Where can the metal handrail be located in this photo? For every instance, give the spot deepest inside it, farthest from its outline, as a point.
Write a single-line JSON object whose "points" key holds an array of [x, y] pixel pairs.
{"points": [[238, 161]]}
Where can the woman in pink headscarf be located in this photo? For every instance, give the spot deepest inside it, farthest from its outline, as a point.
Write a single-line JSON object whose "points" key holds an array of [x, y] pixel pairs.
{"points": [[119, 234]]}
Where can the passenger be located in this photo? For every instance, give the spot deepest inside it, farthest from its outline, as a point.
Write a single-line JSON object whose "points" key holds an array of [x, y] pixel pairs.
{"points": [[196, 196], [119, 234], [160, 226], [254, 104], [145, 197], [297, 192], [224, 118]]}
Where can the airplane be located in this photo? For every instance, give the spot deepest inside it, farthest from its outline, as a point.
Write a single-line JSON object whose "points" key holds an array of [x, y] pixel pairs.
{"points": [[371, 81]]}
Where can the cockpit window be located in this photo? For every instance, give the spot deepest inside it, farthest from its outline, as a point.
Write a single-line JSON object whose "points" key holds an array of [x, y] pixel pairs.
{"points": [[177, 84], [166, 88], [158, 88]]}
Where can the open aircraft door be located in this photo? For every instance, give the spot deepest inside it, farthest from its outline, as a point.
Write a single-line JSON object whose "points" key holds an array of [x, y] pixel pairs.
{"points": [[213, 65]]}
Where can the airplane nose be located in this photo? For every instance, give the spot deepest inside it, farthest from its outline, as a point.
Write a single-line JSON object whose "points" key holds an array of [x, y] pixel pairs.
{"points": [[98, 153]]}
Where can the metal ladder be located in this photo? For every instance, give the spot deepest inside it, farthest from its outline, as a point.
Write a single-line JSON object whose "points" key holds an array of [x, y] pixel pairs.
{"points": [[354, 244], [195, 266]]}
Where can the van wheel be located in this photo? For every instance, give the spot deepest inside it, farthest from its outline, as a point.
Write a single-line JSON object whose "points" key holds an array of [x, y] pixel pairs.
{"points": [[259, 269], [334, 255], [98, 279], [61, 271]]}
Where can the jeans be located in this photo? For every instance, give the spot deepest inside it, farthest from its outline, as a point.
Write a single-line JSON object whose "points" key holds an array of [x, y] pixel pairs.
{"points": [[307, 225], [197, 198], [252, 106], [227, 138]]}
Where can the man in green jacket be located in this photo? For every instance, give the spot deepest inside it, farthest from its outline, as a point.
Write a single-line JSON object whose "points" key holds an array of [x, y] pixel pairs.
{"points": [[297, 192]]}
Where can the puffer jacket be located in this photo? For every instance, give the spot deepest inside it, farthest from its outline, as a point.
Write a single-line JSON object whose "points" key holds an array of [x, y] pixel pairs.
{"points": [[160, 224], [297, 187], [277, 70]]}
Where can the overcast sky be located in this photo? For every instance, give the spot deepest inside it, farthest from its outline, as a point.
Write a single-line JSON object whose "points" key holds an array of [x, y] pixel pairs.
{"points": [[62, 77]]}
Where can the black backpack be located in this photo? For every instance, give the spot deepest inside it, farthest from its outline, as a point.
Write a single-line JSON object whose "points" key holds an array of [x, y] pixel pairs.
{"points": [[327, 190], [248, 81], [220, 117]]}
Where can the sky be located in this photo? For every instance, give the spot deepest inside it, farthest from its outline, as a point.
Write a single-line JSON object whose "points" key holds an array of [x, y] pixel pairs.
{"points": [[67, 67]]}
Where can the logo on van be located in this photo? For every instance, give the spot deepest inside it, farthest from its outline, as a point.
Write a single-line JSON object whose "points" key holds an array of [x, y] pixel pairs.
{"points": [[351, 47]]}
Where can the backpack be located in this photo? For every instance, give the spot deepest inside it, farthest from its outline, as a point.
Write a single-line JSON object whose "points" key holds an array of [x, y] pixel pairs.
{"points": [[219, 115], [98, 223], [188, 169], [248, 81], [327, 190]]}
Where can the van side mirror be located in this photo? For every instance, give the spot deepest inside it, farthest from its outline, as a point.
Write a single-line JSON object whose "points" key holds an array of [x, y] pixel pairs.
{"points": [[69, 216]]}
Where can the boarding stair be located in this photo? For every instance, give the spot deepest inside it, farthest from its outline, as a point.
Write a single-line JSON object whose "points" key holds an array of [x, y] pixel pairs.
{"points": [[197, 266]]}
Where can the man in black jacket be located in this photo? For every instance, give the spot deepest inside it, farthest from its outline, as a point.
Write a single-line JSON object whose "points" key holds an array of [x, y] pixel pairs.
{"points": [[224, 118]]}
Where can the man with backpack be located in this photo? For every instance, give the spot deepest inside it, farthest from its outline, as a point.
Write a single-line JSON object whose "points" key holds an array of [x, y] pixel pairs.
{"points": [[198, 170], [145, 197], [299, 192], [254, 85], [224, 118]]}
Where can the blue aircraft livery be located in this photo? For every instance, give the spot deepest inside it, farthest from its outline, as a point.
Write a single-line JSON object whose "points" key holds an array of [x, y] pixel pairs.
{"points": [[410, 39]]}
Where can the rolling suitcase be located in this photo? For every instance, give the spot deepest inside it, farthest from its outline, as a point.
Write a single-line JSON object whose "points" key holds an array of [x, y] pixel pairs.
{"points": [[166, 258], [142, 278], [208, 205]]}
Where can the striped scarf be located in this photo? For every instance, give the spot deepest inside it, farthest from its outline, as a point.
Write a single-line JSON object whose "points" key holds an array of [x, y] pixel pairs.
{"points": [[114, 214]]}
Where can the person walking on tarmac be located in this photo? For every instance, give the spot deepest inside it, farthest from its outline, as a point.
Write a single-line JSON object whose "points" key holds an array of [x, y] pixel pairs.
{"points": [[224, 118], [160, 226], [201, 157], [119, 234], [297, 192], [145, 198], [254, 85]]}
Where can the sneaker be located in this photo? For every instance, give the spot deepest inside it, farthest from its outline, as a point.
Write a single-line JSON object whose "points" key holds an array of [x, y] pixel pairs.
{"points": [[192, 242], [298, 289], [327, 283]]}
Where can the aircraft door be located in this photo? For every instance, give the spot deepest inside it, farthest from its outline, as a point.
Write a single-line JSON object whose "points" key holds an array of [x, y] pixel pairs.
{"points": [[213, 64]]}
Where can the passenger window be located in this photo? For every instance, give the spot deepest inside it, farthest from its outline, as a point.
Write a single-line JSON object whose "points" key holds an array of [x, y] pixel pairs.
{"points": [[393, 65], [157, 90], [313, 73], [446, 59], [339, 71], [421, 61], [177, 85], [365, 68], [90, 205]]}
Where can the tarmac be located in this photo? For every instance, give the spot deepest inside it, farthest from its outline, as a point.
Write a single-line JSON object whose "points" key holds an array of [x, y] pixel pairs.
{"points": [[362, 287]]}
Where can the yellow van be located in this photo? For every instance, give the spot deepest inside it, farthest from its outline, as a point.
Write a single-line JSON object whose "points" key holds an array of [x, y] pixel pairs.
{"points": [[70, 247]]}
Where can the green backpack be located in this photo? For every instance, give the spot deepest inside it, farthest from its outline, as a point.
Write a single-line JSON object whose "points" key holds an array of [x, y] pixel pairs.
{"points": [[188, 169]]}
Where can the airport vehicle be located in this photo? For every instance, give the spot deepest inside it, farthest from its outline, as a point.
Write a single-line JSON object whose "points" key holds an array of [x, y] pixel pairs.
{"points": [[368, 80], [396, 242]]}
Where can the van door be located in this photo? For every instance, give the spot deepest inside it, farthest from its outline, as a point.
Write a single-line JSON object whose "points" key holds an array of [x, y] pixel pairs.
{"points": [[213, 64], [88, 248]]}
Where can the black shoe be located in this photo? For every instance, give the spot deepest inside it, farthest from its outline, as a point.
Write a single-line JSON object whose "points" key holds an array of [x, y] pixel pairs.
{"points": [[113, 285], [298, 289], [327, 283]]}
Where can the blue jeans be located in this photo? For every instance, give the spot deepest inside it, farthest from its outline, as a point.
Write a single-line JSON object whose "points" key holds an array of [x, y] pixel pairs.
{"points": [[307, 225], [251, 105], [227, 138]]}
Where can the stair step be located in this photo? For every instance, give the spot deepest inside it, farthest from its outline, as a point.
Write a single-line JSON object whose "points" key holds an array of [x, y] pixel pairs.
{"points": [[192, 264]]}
= = = =
Output each line of the listing in which the string "blue" is found.

YOUR SOLUTION:
Where can the blue aircraft livery be located in this photo? For every instance, give the spot deepest inside it, farthest from its outline, as a point.
Where can the blue jeans be located in this photo? For every instance, give the spot deepest inside it, farthest from its outline, as a point.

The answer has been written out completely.